Extrait fourni:

▬▬▬

Photo : GETTY IMAGES

Les Instituts Confucius – un outil au service du soft power chinois

Depuis 2004, la Chine installe tout autour du globe ses établissements linguistiques, les Instituts Confucius. Mais derrière cet évènement anodin existe une politique plus large d'influence internationale.

Depuis 2004, la Chine installe tout autour du globe ses établissements linguistiques, les Instituts Confucius. Mais derrière cet évènement anodin existe une politique plus large d'influence internationale.

En 2004, alors que la spectaculaire croissance économique chinoise, débutée dans les années 90, bat son plein, Pékin annonce la création d’établissements à but non-lucratif qui visent à promouvoir la langue et la culture chinoise : les Instituts Confucius.

Selon le site français de l’organisme, ces instituts, du nom du célèbre philosophe chinois Confucius (551 av JV – 479 av JC), sont désormais plus de 580, répartis dans les universités, collectivités et autres organisations de 154 pays. C’est plus que la totalité des équivalents allemands (158 instituts Goethe), espagnols (87 Instituto Cervantes) et anglais (179 antennes du British Council) réunis, alors que ces derniers existent depuis bien plus longtemps (la création du British Council date des années 30 par exemple). Pour comprendre cette pandémie des centres linguistiques chinois, il faut s’intéresser aux raisons de leur création et à leurs objectifs, plus ou moins assumés, qui provoquent de vives réactions en occident.

Ci-dessus une carte de la répartition des instituts Confucius. © Ceriscope Sciences Po

La croissance économique : une occasion propice pour redorer le blason de l’Empire du Milieu

Dès le début des années 90, le PIB chinois atteint des taux de croissance à deux chiffres, porté par des réformes économiques et l’essor du secteur secondaire (ce qui lui vaudra le surnom “d’usine du monde“). Cette situation économique exceptionnelle pousse les dirigeants chinois à renouer avec une politique d’influence, laissée pour compte depuis plus d’un siècle. C’est dans cette optique que le gouvernement de Hu Jintao, lors du XVIe Congrès national du PCC (Parti Communiste Chinois), place au cœur de son plan quinquennal le concept de soft power (renouvelé en 2007).

Le soft power est une des formes du pouvoir politique tel que théorisé par le politologue états-unien Joseph Nye. C’est, selon ses propre dires, “l’habileté (pour un état) à séduire et à attirer”. Autrement dit, la capacité pour une puissance, à se servir de son attraction culturelle afin d’acquérir une influence sur la scène internationale. Et dans le cadre de la Chine, les instituts Confucius sont ouvertement mis en avant par les diplomates chinois comme un outil de leur soft power, plus que comme de simples établissements culturels.

▬▬▬

Données fournies:
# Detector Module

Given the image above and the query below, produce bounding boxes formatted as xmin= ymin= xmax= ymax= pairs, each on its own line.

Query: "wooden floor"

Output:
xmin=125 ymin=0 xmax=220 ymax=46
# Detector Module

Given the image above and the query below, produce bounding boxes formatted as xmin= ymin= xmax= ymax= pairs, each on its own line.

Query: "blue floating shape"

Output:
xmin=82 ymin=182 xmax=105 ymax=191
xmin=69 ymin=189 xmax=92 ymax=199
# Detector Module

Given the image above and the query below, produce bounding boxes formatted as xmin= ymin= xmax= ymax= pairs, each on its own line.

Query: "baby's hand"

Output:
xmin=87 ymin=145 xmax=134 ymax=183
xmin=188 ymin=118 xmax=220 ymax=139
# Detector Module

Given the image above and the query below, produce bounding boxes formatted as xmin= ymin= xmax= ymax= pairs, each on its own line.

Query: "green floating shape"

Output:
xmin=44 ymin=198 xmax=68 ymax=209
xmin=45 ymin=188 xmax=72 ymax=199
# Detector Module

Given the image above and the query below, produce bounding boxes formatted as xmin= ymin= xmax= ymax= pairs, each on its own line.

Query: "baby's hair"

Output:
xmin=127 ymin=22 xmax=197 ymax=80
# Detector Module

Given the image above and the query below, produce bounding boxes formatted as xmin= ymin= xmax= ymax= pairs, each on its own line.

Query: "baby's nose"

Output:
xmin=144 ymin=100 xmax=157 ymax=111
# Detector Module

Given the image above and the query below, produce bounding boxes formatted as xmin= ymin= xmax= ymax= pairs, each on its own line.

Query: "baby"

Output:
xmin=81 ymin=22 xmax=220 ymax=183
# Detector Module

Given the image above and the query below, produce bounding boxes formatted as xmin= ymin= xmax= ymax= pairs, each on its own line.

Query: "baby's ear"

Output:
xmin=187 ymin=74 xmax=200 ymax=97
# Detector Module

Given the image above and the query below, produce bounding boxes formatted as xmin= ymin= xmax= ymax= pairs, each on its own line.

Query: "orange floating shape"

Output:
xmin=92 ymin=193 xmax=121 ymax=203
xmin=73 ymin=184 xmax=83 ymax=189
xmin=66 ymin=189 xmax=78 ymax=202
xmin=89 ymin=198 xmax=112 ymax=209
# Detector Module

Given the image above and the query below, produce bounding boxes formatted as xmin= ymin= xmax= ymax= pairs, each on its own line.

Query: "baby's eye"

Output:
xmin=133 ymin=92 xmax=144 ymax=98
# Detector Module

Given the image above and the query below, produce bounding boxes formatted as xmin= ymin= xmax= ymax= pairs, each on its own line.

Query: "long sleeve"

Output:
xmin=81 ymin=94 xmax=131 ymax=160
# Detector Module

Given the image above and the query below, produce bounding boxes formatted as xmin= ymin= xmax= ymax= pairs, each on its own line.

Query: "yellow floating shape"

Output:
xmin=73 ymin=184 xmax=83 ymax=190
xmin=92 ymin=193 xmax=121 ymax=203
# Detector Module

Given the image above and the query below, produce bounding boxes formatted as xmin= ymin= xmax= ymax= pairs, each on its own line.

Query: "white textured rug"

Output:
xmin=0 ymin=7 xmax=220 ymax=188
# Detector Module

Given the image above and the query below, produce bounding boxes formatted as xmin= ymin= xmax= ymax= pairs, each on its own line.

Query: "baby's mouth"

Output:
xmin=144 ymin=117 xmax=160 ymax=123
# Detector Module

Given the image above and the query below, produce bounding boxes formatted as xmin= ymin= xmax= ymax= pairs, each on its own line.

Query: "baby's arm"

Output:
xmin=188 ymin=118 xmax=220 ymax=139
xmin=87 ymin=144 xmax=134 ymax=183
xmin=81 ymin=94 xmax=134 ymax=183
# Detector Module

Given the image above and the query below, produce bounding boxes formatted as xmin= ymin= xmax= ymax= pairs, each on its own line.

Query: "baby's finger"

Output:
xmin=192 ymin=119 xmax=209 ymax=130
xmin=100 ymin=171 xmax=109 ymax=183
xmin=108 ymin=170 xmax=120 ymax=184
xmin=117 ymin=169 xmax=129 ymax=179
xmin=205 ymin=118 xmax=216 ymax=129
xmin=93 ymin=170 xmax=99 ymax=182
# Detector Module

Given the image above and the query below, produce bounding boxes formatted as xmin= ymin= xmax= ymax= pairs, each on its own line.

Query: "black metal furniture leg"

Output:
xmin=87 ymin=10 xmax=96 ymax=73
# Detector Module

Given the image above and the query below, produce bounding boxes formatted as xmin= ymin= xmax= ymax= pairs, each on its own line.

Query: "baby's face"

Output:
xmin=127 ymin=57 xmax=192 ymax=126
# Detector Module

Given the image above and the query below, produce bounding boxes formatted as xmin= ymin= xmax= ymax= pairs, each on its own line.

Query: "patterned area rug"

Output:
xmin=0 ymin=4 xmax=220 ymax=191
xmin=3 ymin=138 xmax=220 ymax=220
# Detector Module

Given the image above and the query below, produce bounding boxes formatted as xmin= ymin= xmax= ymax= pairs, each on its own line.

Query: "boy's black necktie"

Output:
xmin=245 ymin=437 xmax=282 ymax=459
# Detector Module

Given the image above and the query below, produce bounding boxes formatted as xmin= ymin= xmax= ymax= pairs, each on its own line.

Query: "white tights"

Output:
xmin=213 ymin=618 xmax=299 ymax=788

▬▬▬

Exercice 1:
Répondez aux questions suivantes sur l'article consacré aux Instituts Confucius.
(a) En quelle année Pékin annonce-t-il la création des Instituts Confucius ?
(b) Combien d'instituts Goethe l'article mentionne-t-il ?
(c) Quel surnom l'essor du secteur secondaire a-t-il valu à la Chine ?
Exercice 2:
Recopiez tel quel, dans l'article sur les Instituts Confucius, le passage qui va de « Ci-dessus une carte » jusqu'à « (renouvelé en 2007). » inclus.

Corrigé complet 1:
(a) En 2004.
(b) 158 instituts Goethe.
(c) Le surnom d'« usine du monde ».

Corrigé complet 2:
Ci-dessus une carte de la répartition des instituts Confucius. © Ceriscope Sciences Po

La croissance économique : une occasion propice pour redorer le blason de l’Empire du Milieu

Dès le début des années 90, le PIB chinois atteint des taux de croissance à deux chiffres, porté par des réformes économiques et l’essor du secteur secondaire (ce qui lui vaudra le surnom “d’usine du monde“). Cette situation économique exceptionnelle pousse les dirigeants chinois à renouer avec une politique d’influence, laissée pour compte depuis plus d’un siècle. C’est dans cette optique que le gouvernement de Hu Jintao, lors du XVIe Congrès national du PCC (Parti Communiste Chinois), place au cœur de son plan quinquennal le concept de soft power (renouvelé en 2007).